[Task prompt] What follows is a set of records; restate each one word for word and drop the pictures.

[Exercise data]
%%

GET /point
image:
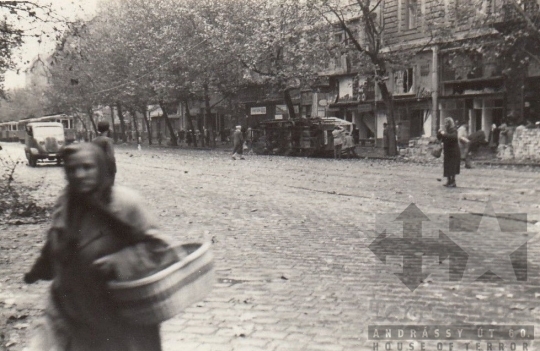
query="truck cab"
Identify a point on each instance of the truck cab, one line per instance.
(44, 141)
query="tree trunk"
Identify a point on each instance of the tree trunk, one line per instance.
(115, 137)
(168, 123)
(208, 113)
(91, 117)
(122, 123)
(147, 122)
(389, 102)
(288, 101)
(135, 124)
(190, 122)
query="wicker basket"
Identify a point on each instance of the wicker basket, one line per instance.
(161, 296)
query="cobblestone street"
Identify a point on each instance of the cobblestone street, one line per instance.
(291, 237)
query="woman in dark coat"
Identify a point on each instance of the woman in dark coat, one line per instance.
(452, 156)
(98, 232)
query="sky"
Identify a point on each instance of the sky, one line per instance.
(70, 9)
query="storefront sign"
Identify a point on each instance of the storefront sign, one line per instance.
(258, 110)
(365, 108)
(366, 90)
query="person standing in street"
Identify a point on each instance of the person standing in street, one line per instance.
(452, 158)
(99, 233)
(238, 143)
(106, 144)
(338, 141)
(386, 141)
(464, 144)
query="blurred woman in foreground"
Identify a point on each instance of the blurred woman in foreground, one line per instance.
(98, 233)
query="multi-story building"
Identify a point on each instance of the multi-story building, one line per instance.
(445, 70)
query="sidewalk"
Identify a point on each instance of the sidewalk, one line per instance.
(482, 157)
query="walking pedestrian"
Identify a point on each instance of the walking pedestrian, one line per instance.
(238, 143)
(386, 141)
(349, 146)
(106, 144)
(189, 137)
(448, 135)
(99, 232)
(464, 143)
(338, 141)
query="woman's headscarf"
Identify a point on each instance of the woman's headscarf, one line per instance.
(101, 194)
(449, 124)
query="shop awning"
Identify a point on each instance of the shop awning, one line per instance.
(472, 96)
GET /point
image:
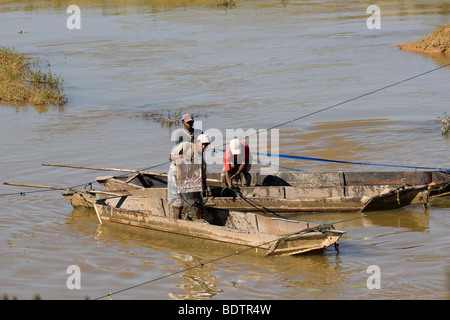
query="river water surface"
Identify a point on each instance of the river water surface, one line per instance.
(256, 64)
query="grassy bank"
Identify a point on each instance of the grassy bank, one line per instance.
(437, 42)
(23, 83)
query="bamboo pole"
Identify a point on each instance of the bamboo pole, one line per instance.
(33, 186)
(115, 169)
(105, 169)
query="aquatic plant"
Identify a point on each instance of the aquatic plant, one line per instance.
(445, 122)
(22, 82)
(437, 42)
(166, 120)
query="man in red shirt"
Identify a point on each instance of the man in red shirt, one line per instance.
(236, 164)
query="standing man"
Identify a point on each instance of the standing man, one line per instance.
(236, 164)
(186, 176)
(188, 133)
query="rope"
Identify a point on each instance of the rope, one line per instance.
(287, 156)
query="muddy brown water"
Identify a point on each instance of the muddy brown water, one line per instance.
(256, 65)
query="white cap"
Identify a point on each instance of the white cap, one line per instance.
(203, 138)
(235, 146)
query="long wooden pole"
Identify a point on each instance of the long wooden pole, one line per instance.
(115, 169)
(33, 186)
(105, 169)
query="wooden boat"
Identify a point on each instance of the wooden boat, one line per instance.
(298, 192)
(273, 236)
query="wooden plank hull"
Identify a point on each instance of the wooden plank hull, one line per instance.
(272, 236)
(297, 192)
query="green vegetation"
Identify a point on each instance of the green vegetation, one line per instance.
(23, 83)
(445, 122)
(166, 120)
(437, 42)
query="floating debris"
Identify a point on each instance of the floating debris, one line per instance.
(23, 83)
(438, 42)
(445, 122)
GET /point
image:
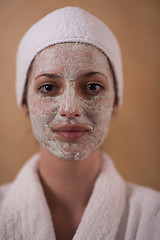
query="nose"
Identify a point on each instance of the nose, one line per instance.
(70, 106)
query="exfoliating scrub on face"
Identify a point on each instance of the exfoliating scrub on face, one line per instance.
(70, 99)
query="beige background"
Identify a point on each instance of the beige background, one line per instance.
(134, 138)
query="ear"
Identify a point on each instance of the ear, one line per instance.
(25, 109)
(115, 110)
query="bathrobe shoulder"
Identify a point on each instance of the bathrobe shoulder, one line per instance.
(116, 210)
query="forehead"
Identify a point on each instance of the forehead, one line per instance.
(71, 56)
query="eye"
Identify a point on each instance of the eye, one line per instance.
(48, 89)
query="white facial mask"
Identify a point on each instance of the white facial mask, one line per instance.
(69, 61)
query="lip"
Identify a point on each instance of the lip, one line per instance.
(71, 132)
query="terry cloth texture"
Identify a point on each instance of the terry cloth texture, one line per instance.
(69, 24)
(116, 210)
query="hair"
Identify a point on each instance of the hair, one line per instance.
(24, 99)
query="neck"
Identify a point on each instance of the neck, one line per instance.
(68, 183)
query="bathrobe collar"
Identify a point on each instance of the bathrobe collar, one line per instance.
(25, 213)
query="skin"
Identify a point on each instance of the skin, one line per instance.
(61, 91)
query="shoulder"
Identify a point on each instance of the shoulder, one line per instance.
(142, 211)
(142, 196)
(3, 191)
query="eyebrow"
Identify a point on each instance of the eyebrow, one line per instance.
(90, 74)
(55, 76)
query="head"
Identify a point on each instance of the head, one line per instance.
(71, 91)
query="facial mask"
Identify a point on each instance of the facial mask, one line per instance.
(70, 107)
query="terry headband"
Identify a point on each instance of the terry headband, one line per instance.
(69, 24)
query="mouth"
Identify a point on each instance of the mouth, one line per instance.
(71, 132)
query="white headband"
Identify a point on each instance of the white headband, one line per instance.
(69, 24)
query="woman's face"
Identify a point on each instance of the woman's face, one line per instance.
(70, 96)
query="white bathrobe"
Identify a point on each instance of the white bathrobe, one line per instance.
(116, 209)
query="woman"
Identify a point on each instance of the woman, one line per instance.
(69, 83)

%%

[Written response]
GET /point
image:
query="truck cab"
Identify a point on each instance of the truck cab, one line per instance.
(44, 141)
query="tree trunk"
Identify a point on each instance of the tree trunk, one line per instance.
(115, 137)
(168, 123)
(208, 113)
(91, 117)
(122, 123)
(147, 122)
(389, 102)
(288, 101)
(135, 124)
(190, 122)
query="wicker basket"
Identify a point on each instance of the wicker basket, one line per instance.
(161, 296)
query="cobblestone street"
Identify a point on each instance of the cobblestone street, one line per instance.
(291, 237)
query="woman in dark coat"
Identify a point on each instance of the woman in dark coat, one line per instance.
(452, 156)
(98, 232)
query="sky"
Identify a point on each instance of the sky, one line per instance.
(70, 9)
query="storefront sign"
Identify a point on each instance of the storefront sign, one line per instance.
(258, 110)
(365, 108)
(366, 90)
query="person standing in street"
Identify a point on each instance of the person standing in street, one line per instance.
(452, 158)
(99, 233)
(238, 143)
(106, 144)
(338, 141)
(386, 141)
(464, 144)
query="blurred woman in foreground"
Identify a point on each instance of the blurred woman in foreground, one line per instance.
(98, 233)
query="multi-story building"
Identify a point on each instance of the multi-story building, one line per instance.
(445, 70)
query="sidewalk"
Identify a point on each instance of the sidewalk, one line per instance.
(482, 157)
query="walking pedestrian"
Identify a point on each instance of the walking pedestrian, one line per instance.
(238, 143)
(386, 141)
(349, 146)
(106, 144)
(189, 137)
(448, 135)
(99, 232)
(464, 143)
(338, 141)
query="woman's headscarf"
Identify a point on each instance of the woman's headscarf, one line per instance.
(101, 194)
(449, 124)
query="shop awning"
Identify a point on each instance of the shop awning, one line per instance.
(472, 96)
GET /point
image:
query="river water surface"
Identify a point on each instance of the river water surface, one line per instance.
(256, 64)
query="grassy bank"
Identify a point on each instance of the grassy bank, one line per instance.
(437, 42)
(23, 83)
query="bamboo pole"
Identify a point on each instance of the bamboo pole, one line per instance.
(33, 186)
(115, 169)
(105, 169)
query="aquatic plant"
Identify a point on each instance of the aquatic plant, one line per instance.
(445, 122)
(22, 82)
(437, 42)
(166, 120)
query="man in red shirt"
Identify a point on each instance of the man in red shirt, one line per instance.
(236, 164)
query="standing man"
Identify a point on each instance of the standing man, one line per instance.
(236, 164)
(186, 176)
(188, 133)
query="rope"
Identify a point on each instance of the rope, one line per instance.
(287, 156)
query="muddy brown water"
Identify a point on each instance of the muddy brown water, one line per instance.
(256, 65)
query="white cap"
Identify a point on each instance of the white cap, one line per instance.
(203, 138)
(235, 146)
query="long wooden pole"
Identify a point on each instance of the long wooden pole, one line per instance.
(115, 169)
(33, 186)
(105, 169)
query="wooden boat"
Identify a point on each instance of the wooden boat, one line per instance.
(298, 192)
(273, 236)
query="wooden plank hull"
Identify a point on each instance of the wooden plank hull, one line per instance.
(272, 236)
(297, 192)
query="green vegetation"
Identify a point on each instance of the green vegetation, one line per instance.
(23, 83)
(445, 122)
(166, 120)
(437, 42)
query="floating debris"
Identify a point on each instance of the floating debris, one line per instance.
(23, 83)
(438, 42)
(445, 122)
GET /point
image:
query="nose"
Identify a point on each instance of the nose, one line per instance.
(70, 106)
query="exfoliating scrub on face"
Identify a point on each instance of the exfoliating scrub on face, one line per instance.
(70, 99)
query="beige background"
Identify a point on each instance of the beige background, one line per instance.
(134, 138)
query="ear"
Identify a point on each instance of the ear, one line per instance.
(25, 109)
(115, 110)
query="bathrobe shoulder"
Identify a point on each instance of the bathrobe shoulder, one line per instance.
(116, 210)
query="forehead"
Identify a point on each instance of the forehead, one line per instance.
(71, 56)
query="eye"
Identify a point on each instance of the eye, one line per instance.
(48, 89)
query="white facial mask"
Identify a point on each instance of the white facial mask, one line per instance.
(69, 61)
query="lip"
Identify a point on each instance of the lip, one line per instance.
(71, 132)
query="terry cloth texture"
Identify a point on each instance of the terry cloth texture, one line per instance.
(69, 24)
(116, 210)
query="hair"
Identify a point on each instance of the hair, one line per instance.
(24, 99)
query="neck"
Identify a point on each instance of the neck, one line per instance.
(68, 183)
query="bathrobe collar"
Identify a point on each instance of the bathrobe collar, one line per instance.
(25, 213)
query="skin"
Identify a point on each instance of the skin, one line per instance.
(61, 91)
query="shoulder"
Identify a point on each instance of the shoulder, one line per instance.
(142, 211)
(142, 196)
(3, 191)
query="eyebrow"
Identify a point on each instance of the eyebrow, one line per instance.
(90, 74)
(55, 76)
query="head"
Identify a point on each instance of the head, one line per instance.
(71, 91)
query="facial mask"
Identify a point on each instance of the facial mask, one line per instance.
(70, 107)
query="terry headband"
Identify a point on each instance of the terry headband, one line per instance.
(69, 24)
query="mouth"
Identify a point on each instance of the mouth, one line per instance.
(71, 132)
query="white headband"
Identify a point on each instance of the white headband, one line per instance.
(69, 24)
query="woman's face"
Identify a point on each instance of the woman's face, one line per instance.
(70, 96)
query="white bathrobe"
Identify a point on each instance of the white bathrobe, one line per instance.
(116, 209)
query="woman"
Identify a point on each instance of the woman, one line per instance.
(69, 83)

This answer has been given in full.